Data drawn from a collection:

----

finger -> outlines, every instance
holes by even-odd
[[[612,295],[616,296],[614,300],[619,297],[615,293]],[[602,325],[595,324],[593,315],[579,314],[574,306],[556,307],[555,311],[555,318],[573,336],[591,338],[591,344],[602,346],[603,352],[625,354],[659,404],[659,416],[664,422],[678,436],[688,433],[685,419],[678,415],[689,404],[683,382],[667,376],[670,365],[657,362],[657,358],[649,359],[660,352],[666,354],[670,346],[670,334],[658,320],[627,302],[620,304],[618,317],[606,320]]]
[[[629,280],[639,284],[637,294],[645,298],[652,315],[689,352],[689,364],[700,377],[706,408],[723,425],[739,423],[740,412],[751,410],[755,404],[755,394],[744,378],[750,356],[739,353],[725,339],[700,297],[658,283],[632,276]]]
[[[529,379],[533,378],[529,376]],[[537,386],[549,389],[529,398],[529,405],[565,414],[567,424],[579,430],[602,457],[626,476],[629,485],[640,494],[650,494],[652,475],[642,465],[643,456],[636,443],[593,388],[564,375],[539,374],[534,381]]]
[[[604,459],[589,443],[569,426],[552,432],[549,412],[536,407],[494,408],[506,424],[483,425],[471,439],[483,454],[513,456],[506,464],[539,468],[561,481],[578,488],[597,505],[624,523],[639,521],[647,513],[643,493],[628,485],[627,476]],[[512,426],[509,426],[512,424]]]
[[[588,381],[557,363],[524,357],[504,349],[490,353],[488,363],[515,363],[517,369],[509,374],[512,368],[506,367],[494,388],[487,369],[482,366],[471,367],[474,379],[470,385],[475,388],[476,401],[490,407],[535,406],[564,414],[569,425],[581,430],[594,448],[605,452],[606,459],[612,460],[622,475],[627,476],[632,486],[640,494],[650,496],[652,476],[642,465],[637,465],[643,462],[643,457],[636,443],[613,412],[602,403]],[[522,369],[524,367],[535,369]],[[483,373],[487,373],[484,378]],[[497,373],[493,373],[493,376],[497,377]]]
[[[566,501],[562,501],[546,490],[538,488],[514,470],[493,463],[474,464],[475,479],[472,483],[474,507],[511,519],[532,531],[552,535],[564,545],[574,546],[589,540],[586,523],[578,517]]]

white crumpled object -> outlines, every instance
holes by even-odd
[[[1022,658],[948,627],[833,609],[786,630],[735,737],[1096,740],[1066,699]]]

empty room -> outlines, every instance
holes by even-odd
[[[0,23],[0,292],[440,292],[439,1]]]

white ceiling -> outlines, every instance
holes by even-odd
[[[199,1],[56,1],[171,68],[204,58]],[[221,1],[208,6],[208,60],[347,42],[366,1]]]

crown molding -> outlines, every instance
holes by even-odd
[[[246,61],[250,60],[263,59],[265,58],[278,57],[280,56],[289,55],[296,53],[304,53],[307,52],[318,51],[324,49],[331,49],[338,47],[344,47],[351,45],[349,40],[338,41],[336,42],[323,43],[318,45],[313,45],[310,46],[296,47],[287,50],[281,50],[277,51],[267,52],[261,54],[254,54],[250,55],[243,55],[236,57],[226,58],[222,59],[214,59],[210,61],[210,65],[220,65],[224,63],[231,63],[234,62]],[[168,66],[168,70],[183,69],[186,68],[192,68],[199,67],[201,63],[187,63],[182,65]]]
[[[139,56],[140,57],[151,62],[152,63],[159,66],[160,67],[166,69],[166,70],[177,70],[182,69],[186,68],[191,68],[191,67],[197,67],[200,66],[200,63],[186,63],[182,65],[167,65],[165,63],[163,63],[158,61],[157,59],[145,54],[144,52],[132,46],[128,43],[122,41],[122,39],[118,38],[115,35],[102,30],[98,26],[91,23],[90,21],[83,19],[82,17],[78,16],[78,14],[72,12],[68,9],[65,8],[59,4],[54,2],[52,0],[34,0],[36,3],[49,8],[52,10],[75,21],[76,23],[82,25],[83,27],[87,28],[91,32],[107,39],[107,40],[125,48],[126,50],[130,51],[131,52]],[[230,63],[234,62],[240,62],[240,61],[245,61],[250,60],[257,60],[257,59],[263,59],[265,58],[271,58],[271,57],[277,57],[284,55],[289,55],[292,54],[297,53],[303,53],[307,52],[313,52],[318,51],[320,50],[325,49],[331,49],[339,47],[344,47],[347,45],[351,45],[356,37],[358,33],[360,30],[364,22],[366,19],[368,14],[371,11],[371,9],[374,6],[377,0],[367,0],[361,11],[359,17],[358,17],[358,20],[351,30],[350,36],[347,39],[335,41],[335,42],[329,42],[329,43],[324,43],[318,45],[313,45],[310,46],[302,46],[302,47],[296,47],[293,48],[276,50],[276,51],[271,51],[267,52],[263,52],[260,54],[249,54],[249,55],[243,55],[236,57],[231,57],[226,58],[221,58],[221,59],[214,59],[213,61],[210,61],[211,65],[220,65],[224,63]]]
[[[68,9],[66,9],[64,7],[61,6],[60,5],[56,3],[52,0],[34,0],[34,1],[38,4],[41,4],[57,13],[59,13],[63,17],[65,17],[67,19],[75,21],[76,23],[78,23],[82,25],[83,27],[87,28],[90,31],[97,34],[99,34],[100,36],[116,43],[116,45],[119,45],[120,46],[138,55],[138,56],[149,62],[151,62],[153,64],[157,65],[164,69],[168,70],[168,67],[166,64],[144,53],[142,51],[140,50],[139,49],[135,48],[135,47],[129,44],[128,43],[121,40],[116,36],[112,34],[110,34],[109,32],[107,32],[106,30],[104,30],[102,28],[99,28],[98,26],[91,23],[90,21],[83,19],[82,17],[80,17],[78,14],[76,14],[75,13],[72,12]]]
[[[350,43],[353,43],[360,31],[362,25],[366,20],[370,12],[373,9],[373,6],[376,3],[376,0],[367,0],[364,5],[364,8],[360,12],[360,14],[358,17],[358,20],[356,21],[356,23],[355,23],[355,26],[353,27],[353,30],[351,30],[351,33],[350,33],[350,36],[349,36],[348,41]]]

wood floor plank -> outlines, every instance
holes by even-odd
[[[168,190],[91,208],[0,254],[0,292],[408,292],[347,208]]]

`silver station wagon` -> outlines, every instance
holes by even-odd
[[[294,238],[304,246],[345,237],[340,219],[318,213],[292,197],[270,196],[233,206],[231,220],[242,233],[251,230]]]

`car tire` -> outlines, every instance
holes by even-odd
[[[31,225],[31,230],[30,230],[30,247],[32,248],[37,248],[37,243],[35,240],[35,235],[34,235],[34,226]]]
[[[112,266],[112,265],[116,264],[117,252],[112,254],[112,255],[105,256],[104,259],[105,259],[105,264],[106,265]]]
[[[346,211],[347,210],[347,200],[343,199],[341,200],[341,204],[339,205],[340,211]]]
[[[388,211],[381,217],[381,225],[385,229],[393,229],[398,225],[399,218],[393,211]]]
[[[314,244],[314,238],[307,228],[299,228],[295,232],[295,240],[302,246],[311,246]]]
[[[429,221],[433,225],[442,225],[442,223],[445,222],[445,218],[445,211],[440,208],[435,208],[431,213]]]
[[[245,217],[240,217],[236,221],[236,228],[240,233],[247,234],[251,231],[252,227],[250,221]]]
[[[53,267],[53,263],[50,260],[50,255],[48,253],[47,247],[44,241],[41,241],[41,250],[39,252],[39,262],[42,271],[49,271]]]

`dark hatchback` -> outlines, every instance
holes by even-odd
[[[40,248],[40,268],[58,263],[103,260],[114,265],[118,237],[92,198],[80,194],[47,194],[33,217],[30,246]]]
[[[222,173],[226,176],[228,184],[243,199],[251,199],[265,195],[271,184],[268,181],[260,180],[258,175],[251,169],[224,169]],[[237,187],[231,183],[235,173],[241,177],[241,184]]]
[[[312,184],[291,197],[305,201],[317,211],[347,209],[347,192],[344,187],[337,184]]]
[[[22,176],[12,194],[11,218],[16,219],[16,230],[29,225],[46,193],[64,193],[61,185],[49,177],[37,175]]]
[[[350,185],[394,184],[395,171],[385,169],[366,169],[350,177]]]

----

Update the part of the listing that opens with the line containing "white crumpled object" and closes with the line containing "[[[0,23],[0,292],[440,292],[439,1]]]" by replacing "empty room" with "bare room". Write out those lines in full, with everything else unchanged.

white crumpled object -> outlines, every instance
holes by even-odd
[[[1022,658],[948,627],[833,609],[786,630],[735,737],[1096,740],[1066,699]]]

bare room -> outlines, every instance
holes by even-odd
[[[0,23],[0,292],[440,292],[439,1]]]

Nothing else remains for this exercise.